--- BEGIN Dataset extract ---

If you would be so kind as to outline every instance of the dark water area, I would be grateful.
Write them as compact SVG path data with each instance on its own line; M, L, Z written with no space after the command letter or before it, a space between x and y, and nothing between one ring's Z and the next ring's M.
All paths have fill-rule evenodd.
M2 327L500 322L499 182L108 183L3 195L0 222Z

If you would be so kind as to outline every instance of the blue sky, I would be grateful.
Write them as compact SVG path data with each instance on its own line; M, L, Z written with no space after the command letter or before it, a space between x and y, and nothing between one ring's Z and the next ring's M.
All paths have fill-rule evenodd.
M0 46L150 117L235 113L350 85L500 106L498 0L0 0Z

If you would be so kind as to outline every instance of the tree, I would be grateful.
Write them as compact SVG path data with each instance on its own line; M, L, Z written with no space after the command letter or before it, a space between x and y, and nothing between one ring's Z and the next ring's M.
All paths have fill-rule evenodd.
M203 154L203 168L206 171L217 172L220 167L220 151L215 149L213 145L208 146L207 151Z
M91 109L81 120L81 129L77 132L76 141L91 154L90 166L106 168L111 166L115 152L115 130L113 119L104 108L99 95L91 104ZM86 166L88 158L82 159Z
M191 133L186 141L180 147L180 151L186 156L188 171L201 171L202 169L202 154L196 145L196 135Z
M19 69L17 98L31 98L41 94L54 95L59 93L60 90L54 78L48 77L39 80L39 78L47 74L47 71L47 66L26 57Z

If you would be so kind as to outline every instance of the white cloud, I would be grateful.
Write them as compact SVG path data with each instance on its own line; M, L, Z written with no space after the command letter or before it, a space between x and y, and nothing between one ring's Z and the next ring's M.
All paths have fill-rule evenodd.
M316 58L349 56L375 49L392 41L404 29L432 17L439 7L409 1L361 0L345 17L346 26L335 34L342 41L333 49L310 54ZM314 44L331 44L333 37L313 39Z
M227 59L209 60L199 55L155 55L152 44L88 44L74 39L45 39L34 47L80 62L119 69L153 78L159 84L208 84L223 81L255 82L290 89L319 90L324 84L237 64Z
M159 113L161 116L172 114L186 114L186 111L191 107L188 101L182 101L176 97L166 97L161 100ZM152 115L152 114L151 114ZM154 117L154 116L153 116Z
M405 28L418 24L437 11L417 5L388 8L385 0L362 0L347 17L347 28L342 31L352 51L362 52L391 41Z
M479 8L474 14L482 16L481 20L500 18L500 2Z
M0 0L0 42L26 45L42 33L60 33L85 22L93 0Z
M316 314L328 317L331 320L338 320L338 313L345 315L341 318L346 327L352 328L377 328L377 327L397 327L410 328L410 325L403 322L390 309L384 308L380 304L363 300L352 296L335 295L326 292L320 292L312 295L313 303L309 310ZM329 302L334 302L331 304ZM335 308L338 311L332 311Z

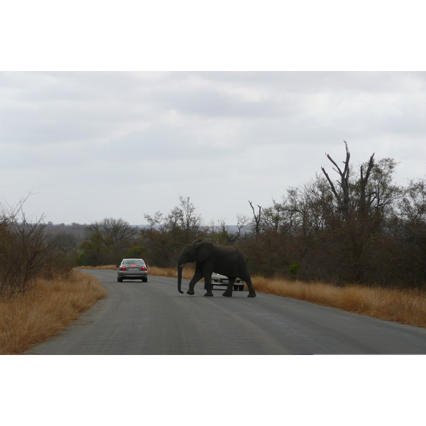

--- END Dataset extract ---

## Problem to solve:
Extract every line of the listing above verbatim, reproducing each without alteration. Omit the picture from your answer.

## Result of this task:
If you would be so kind as to outline every instance of the dark water area, I would be grateful.
Write them as compact SVG path data with each instance on its own line; M, L, Z written with no space after the command letter or before it, a space between x and y, and nothing between one ring's Z and the next ring's M.
All paths have fill-rule evenodd.
M2 327L500 322L499 182L108 183L3 195L0 222Z

If you would be so kind as to outline every instance of the blue sky, I would be grateful.
Write them as compact SVG path data with each instance on its own line; M, L, Z written with no space after the command letter or before it, a space between x and y, and nothing between one ring's Z and the next ring's M.
All paths have fill-rule evenodd.
M0 46L150 117L235 113L350 85L500 106L498 0L0 0Z

If you would be so kind as to outline every instance of the tree, I would be grateful.
Write them as compact SVG path data with each instance on its own line; M, L, Z written with no space after the command letter or before it, a space between x and y, and nothing between one ring's Z and the next ring's M.
All paths have fill-rule evenodd.
M203 154L203 168L206 171L217 172L220 167L220 151L215 149L213 145L208 146L207 151Z
M91 109L81 120L81 129L77 132L76 141L91 154L90 166L106 168L111 166L115 152L115 130L113 119L104 108L99 95L91 104ZM86 166L88 158L82 159Z
M191 133L186 141L180 147L180 151L186 156L188 171L201 171L202 169L202 154L196 145L196 135Z
M19 69L17 98L31 98L41 94L54 95L59 93L60 90L54 78L48 77L39 80L39 78L47 74L47 71L47 66L26 57Z

If you would be so kind as to outline every instance of the white cloud, I would be grateful.
Write them as compact SVG path data with each instance on its own line; M, L, Z written with no space after the command letter or before it, a space between x and y, and nothing between one ring's Z and the next ring's M.
All paths have fill-rule evenodd.
M316 58L349 56L375 49L392 41L404 29L432 17L439 7L409 1L361 0L345 17L346 26L335 34L342 41L333 49L310 54ZM314 44L331 44L333 37L313 39Z
M227 59L209 60L199 55L155 55L152 44L88 44L74 39L45 39L34 47L80 62L119 69L153 78L159 84L208 84L223 81L255 82L290 89L319 90L324 84L237 64Z
M159 113L161 116L172 114L186 114L186 111L191 107L188 101L182 101L176 97L166 97L161 100ZM152 115L152 114L151 114ZM154 117L154 116L153 116Z
M405 28L418 24L437 11L417 5L388 8L385 0L362 0L347 17L347 28L342 31L352 51L362 52L391 41Z
M479 8L474 14L482 16L481 20L500 18L500 2Z
M0 0L0 42L26 45L42 33L60 33L85 22L93 0Z
M316 314L328 317L331 320L338 320L338 313L345 315L341 318L346 327L352 328L377 328L377 327L397 327L410 328L410 325L403 322L390 309L384 308L380 304L363 300L352 296L335 295L326 292L320 292L312 295L313 303L309 310ZM329 302L334 302L331 304ZM335 308L338 311L332 311Z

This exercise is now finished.